EXERCISE DIRECTIONS:
Extract all records. Keep each one exact.

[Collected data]
....................

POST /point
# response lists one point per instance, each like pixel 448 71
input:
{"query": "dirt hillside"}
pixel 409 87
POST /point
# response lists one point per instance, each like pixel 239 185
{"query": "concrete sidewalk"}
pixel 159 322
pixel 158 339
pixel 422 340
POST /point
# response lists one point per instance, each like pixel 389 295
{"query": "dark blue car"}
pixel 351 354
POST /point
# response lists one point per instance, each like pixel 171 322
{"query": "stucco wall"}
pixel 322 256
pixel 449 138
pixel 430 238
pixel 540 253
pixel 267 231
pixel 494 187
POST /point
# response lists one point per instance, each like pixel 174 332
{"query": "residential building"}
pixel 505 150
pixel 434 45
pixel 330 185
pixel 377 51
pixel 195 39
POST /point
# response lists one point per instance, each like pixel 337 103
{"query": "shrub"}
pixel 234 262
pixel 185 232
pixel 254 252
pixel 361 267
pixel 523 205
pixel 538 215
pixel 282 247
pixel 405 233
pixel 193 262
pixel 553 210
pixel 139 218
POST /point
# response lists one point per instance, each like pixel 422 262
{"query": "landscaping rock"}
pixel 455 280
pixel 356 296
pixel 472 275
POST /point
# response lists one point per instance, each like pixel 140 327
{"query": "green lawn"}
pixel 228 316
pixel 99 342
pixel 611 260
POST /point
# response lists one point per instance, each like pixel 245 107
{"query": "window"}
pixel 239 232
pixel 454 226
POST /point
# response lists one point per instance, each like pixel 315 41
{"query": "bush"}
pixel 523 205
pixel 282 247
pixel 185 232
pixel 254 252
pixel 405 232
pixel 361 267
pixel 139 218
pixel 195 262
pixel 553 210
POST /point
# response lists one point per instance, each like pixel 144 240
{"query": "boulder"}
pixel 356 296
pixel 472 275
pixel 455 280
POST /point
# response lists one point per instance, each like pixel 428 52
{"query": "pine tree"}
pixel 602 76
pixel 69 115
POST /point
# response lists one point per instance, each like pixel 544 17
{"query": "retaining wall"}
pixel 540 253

....................

EXERCISE SOLUTION:
POST /point
# response lists one point per instance, each like pixel 448 71
input:
{"query": "dirt hillside"}
pixel 409 87
POST /point
# response lists one point per instance, each like pixel 239 185
{"query": "concrete sidewalk"}
pixel 159 322
pixel 158 339
pixel 422 340
POST /point
# response lists one point per instance, each like pixel 389 295
{"query": "dark blue car"}
pixel 351 354
POST /point
# response lists one point per instance, each like pixel 171 322
{"query": "stucco wall"}
pixel 322 256
pixel 449 138
pixel 430 238
pixel 540 253
pixel 267 231
pixel 494 187
POST /point
# response lists one point per instance, each like pixel 174 332
{"query": "residential building"}
pixel 505 150
pixel 434 45
pixel 330 185
pixel 377 51
pixel 195 39
POST /point
# response lists one point per instance, each like pixel 337 103
{"query": "shrub"}
pixel 234 262
pixel 185 232
pixel 254 252
pixel 361 267
pixel 523 205
pixel 538 215
pixel 282 247
pixel 405 233
pixel 193 262
pixel 553 210
pixel 139 218
POST /point
# response lists one point per instance, each like pixel 422 262
{"query": "landscaping rock"}
pixel 455 280
pixel 356 296
pixel 472 275
POST /point
# response lists one point per instance, each like pixel 140 327
{"query": "green lawn"}
pixel 228 316
pixel 99 342
pixel 611 260
POST /point
# response lists one point per instance, each like pixel 245 107
{"query": "window"}
pixel 239 232
pixel 454 226
POST /point
# response lists one point per instance, each like pixel 315 41
{"query": "bush"}
pixel 523 205
pixel 282 247
pixel 185 232
pixel 254 252
pixel 405 232
pixel 361 267
pixel 139 218
pixel 195 262
pixel 553 210
POST /point
# response lists one point per instance, each like pixel 144 240
{"query": "boulder"}
pixel 356 296
pixel 472 275
pixel 455 280
POST /point
# response lists one point per instance, each like pixel 428 52
{"query": "pine tree"}
pixel 602 76
pixel 69 115
POST /point
# response lists one point per instance, each like pixel 544 17
{"query": "retaining wall"}
pixel 540 253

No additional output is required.